[Dataset entries]
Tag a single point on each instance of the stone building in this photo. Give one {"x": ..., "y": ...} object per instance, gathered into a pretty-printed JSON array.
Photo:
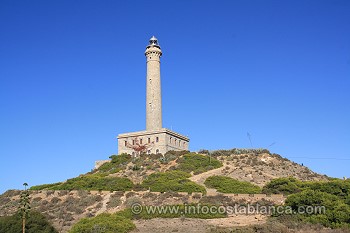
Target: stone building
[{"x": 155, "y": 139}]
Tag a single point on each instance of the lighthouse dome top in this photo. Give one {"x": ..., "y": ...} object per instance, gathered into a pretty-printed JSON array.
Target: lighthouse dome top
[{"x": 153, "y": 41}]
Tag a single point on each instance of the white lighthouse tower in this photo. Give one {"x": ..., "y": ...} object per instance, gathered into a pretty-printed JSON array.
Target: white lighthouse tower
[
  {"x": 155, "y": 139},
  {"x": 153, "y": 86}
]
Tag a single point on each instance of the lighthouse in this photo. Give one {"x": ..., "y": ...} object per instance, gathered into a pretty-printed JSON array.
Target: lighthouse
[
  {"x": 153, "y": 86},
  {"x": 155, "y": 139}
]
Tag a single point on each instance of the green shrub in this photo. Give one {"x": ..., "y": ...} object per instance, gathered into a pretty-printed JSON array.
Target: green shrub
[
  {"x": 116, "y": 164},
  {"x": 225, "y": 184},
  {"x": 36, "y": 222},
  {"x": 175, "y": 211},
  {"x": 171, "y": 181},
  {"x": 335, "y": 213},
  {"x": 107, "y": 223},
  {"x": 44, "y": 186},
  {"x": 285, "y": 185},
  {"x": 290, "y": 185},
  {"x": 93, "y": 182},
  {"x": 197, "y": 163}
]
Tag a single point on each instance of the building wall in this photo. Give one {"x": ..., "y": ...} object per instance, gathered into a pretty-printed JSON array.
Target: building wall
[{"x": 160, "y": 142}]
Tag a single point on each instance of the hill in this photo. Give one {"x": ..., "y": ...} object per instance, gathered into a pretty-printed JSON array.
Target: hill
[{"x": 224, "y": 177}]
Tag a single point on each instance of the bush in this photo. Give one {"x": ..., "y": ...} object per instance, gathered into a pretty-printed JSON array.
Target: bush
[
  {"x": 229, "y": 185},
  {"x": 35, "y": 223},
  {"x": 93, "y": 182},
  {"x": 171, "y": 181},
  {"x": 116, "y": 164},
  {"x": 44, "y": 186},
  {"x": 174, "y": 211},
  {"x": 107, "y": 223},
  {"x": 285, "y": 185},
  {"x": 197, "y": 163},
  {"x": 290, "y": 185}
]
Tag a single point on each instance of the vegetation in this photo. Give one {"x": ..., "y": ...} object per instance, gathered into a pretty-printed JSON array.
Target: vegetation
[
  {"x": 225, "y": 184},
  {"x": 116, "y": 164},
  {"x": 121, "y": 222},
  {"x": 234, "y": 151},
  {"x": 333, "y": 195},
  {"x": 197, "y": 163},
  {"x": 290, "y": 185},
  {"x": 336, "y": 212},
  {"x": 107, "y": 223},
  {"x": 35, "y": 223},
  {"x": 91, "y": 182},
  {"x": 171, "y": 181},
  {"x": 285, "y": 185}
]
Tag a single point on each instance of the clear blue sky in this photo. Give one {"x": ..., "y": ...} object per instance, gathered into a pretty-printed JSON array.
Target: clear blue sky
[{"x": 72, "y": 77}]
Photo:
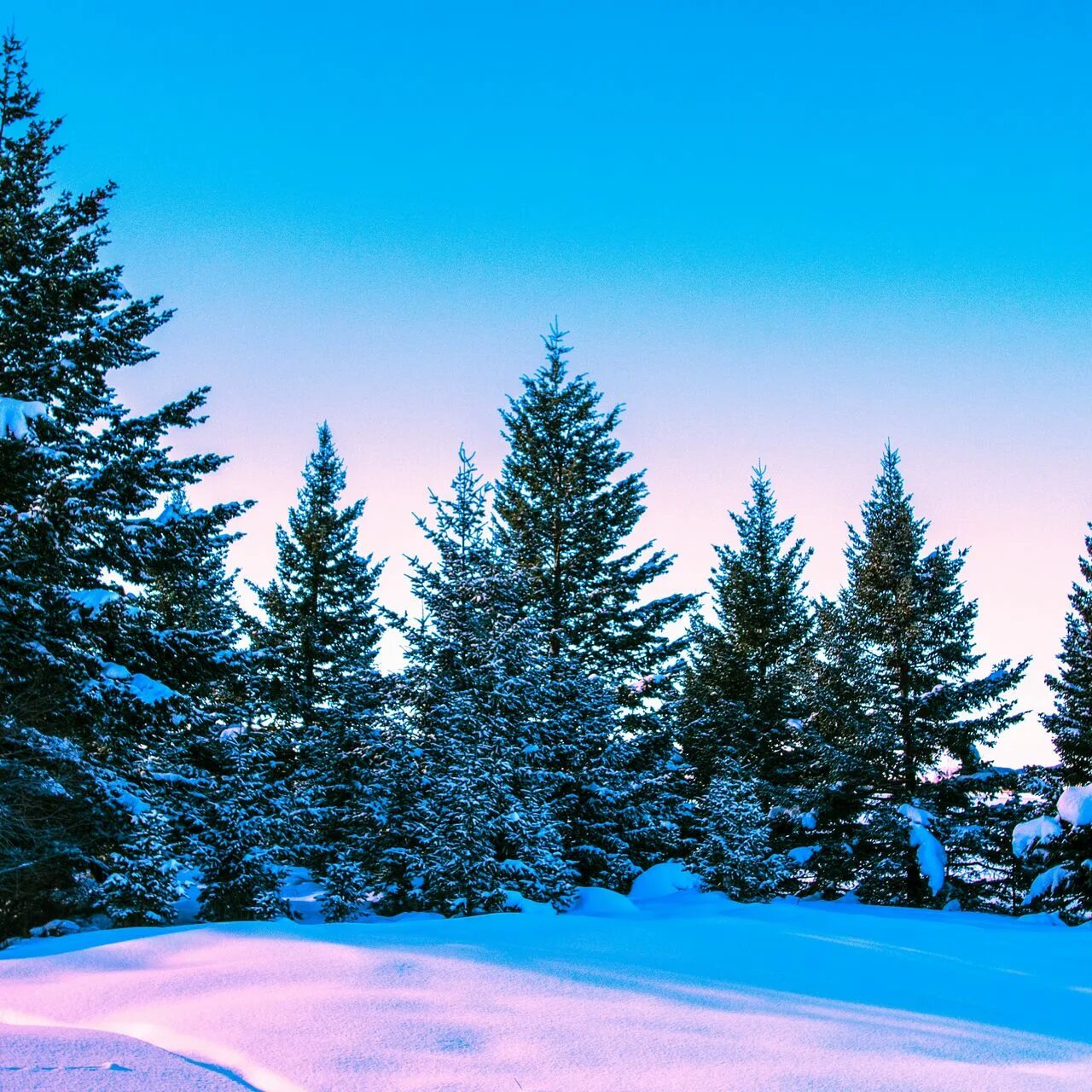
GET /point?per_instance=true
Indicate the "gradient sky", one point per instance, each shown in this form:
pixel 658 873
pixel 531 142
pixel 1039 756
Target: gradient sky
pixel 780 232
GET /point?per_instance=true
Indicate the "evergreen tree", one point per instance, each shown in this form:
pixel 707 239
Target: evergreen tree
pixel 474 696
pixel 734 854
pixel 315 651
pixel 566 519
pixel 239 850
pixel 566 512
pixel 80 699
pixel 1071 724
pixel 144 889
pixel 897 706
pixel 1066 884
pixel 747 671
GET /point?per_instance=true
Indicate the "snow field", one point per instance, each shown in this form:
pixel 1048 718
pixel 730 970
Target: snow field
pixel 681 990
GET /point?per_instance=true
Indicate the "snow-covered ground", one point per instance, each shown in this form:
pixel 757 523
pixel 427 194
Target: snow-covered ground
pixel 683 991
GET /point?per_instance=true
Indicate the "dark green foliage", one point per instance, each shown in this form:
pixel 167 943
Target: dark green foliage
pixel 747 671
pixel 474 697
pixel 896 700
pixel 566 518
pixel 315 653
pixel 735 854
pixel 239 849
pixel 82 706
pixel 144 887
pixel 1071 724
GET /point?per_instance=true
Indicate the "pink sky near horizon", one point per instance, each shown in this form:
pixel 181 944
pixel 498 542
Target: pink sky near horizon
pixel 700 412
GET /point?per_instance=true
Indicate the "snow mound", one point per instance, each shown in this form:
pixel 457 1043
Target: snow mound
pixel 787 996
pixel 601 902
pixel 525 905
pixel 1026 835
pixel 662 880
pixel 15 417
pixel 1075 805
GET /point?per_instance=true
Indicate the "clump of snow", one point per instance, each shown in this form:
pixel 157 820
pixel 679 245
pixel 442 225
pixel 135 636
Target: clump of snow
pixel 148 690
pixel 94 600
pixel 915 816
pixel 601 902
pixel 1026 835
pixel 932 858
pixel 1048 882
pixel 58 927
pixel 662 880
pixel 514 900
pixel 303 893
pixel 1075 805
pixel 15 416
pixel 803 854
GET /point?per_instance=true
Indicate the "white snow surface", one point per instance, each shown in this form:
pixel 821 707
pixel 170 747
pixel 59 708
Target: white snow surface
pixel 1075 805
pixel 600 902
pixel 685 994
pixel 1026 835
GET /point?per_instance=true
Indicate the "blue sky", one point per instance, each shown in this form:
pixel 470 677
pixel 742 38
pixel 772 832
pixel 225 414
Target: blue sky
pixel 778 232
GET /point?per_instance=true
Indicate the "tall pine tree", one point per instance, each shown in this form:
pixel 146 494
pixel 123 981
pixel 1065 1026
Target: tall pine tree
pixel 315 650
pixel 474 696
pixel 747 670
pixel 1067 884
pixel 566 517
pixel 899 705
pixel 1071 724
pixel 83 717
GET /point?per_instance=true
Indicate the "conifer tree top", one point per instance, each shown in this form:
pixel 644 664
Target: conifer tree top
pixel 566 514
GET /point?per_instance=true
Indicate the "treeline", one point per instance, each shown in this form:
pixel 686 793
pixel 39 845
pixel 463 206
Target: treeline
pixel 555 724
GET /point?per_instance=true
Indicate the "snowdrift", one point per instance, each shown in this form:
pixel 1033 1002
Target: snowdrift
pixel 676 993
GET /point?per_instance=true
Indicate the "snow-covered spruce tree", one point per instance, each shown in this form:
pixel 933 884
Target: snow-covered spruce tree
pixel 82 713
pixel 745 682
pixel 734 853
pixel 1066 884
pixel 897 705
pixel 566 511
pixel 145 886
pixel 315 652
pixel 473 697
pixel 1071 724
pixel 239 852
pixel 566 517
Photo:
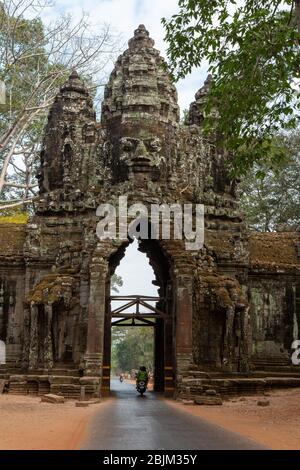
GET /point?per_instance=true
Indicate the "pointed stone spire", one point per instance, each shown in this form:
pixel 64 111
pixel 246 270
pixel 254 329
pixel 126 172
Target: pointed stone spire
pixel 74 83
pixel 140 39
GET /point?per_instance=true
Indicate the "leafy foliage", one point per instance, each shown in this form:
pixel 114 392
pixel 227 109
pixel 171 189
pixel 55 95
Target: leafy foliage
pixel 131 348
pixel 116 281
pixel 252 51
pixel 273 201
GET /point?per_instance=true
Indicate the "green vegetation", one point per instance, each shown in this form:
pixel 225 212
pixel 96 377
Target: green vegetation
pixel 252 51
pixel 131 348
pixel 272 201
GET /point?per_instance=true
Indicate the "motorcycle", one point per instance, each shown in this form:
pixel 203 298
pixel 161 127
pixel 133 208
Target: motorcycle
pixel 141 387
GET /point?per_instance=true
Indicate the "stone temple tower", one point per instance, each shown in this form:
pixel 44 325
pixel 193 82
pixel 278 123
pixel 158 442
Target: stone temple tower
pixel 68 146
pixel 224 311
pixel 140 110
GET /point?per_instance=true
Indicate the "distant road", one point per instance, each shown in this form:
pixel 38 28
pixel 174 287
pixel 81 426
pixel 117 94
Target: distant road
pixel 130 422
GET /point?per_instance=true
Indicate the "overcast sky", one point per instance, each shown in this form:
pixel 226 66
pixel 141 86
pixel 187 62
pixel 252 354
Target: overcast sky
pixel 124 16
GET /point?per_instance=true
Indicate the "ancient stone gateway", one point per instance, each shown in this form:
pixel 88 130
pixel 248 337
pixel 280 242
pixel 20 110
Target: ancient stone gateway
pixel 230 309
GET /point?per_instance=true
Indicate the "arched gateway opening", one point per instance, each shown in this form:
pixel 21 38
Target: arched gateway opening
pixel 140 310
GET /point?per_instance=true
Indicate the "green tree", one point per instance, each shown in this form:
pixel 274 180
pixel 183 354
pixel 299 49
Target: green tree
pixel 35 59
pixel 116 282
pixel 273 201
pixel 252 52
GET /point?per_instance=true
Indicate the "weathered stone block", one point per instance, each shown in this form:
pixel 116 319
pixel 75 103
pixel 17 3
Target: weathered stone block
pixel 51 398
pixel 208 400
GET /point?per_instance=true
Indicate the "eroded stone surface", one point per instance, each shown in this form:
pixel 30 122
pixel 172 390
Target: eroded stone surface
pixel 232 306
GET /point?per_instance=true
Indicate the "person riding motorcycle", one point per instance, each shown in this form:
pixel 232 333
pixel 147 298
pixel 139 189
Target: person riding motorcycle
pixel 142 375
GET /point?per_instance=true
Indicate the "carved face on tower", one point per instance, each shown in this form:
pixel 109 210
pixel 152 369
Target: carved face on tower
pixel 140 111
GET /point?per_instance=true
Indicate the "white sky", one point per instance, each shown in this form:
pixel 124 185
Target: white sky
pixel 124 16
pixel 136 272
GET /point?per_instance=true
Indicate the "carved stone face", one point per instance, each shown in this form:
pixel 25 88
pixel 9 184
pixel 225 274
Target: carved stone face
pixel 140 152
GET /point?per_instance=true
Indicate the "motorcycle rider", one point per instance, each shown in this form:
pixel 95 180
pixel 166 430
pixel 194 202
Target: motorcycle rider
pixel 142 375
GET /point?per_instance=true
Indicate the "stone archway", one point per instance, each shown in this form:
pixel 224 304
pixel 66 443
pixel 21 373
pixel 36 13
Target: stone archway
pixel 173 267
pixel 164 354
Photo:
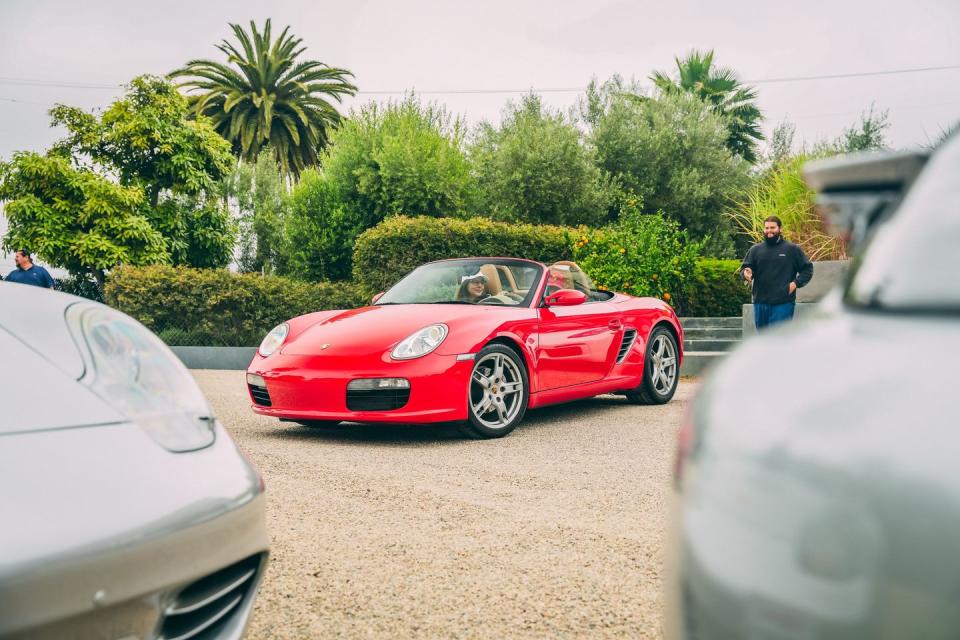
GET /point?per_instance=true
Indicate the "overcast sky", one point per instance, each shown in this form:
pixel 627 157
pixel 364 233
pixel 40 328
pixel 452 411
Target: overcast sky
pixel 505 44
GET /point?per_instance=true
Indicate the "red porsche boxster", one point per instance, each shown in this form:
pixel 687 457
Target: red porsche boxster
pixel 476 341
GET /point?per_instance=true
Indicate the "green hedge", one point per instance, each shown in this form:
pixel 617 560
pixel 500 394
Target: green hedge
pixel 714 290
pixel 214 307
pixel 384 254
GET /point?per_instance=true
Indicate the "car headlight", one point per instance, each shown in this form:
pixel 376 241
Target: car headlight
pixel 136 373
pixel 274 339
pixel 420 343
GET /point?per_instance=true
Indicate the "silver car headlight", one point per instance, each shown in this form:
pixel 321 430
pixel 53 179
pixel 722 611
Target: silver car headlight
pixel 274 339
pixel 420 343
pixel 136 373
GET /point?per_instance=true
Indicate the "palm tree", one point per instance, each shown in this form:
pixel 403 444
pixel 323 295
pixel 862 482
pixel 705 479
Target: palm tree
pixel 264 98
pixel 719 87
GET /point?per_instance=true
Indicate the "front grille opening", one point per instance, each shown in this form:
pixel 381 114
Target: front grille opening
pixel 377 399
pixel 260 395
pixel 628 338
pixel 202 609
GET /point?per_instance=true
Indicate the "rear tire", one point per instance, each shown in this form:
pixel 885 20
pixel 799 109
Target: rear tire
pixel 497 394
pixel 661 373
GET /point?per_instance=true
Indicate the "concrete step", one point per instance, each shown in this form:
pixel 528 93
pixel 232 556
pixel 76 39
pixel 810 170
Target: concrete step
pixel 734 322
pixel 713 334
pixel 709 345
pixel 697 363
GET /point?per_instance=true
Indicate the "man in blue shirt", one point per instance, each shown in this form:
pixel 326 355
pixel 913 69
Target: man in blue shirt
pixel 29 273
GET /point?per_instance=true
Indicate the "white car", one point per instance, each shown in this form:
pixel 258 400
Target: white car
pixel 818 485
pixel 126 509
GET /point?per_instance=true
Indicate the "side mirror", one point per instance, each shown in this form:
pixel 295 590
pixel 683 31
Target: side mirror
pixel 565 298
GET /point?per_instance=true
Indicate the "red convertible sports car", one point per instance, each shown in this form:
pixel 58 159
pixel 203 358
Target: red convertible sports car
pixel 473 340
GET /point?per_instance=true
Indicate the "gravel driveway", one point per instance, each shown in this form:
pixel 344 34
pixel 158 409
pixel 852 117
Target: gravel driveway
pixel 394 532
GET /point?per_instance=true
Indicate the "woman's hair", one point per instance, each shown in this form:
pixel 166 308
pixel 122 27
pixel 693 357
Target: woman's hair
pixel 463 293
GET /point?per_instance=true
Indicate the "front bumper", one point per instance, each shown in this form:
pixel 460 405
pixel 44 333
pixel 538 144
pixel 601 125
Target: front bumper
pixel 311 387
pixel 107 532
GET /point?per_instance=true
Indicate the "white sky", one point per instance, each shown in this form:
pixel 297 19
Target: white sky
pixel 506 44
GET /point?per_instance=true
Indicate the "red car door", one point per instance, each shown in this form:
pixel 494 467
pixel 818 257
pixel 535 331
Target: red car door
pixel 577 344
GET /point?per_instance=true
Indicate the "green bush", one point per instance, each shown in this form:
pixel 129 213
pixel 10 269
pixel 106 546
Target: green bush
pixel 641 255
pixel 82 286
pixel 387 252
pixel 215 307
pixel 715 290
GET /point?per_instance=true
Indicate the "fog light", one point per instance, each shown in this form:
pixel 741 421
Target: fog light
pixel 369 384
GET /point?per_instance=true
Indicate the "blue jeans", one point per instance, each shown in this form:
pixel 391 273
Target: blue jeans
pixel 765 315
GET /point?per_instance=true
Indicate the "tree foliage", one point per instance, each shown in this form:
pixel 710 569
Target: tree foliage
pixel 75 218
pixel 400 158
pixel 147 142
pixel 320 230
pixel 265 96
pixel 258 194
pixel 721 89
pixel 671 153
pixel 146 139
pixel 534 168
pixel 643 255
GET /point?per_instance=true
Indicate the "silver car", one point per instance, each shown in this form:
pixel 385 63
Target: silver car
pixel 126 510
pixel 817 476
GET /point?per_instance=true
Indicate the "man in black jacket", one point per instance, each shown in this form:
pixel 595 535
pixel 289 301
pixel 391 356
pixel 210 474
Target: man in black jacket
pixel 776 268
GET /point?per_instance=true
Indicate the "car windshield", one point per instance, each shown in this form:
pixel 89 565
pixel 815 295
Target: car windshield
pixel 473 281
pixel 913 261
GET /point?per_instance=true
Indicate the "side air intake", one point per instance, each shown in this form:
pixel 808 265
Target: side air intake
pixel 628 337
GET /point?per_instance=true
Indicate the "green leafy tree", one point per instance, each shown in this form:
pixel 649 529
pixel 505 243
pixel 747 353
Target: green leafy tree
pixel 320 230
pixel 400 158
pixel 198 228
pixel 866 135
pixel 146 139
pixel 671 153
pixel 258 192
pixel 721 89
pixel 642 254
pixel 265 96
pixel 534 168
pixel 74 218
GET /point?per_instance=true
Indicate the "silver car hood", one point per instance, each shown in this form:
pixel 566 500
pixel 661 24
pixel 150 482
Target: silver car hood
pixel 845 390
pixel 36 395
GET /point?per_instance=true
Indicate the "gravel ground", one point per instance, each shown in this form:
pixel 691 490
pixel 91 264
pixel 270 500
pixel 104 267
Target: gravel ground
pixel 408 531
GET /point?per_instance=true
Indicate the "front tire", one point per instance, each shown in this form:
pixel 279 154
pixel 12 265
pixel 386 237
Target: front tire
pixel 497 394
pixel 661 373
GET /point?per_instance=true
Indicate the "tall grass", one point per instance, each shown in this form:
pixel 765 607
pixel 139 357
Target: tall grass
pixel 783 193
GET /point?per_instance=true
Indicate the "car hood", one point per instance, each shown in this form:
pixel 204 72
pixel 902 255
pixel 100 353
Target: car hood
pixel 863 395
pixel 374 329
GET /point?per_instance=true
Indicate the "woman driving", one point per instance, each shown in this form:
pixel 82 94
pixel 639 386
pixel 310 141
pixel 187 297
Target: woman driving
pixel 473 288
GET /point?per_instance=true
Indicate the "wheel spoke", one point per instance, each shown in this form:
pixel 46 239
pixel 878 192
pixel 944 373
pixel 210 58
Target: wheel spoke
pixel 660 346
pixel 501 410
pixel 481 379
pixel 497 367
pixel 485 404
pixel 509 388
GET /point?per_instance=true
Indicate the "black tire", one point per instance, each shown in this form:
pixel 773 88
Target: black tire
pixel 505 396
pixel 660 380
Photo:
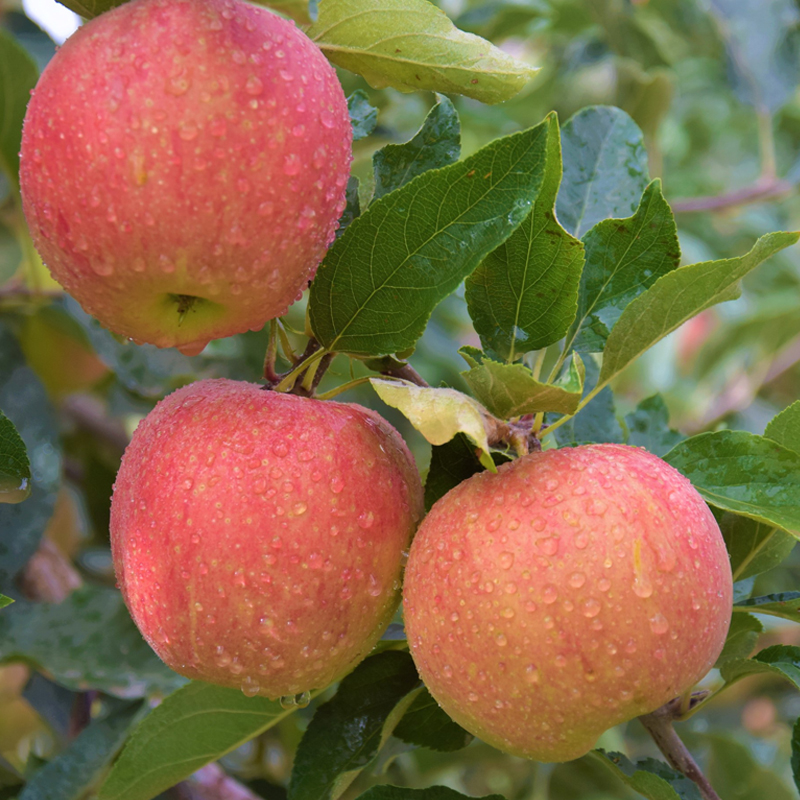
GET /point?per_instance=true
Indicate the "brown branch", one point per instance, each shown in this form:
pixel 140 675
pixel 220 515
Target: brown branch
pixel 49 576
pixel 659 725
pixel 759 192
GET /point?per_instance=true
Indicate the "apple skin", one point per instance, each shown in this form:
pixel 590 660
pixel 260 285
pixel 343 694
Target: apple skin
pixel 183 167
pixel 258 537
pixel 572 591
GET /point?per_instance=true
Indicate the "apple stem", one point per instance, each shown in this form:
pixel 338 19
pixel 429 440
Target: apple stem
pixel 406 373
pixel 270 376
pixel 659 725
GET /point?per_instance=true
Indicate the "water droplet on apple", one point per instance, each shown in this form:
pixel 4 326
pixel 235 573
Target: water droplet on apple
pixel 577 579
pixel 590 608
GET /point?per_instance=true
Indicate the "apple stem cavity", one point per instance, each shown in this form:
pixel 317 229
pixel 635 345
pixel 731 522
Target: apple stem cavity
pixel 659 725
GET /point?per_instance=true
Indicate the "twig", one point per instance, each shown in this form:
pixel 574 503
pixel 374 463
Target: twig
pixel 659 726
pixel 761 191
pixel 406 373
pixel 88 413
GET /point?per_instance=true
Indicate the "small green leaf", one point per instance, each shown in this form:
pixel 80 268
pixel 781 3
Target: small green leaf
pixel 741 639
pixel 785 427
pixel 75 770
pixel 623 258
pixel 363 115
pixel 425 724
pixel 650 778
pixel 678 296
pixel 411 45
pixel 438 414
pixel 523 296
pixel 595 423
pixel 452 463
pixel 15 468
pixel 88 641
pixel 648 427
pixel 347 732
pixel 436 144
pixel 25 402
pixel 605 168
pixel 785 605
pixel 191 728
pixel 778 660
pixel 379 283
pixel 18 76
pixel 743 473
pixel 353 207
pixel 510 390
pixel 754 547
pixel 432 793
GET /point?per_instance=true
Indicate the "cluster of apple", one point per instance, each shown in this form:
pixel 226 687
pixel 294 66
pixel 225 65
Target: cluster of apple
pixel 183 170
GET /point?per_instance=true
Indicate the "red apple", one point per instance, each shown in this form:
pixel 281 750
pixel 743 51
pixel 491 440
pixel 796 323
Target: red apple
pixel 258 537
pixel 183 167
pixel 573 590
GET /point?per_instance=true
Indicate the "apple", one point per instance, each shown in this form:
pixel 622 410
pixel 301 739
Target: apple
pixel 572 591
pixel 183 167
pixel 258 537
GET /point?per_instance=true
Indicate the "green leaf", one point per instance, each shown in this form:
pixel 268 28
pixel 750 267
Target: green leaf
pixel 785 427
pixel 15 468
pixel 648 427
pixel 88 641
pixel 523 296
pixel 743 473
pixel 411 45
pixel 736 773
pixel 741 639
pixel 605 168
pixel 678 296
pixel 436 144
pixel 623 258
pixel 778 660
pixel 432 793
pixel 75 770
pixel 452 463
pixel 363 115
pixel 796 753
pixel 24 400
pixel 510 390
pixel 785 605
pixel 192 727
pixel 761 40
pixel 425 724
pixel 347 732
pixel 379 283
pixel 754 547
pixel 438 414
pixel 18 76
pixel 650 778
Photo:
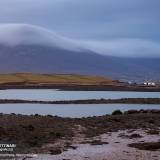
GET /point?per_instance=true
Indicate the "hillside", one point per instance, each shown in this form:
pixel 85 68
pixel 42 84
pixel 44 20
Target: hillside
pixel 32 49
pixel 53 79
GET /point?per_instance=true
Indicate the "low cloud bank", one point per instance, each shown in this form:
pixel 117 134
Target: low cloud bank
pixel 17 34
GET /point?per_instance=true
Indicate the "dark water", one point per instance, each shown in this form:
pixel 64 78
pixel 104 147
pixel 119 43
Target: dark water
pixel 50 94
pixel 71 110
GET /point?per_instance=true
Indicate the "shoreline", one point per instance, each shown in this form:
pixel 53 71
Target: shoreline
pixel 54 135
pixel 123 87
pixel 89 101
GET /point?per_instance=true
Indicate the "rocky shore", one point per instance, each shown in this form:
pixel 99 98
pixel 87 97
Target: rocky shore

## What is expected
Report, with no additional words, how many lines in the records above contain the word "rocky".

## Completed task
2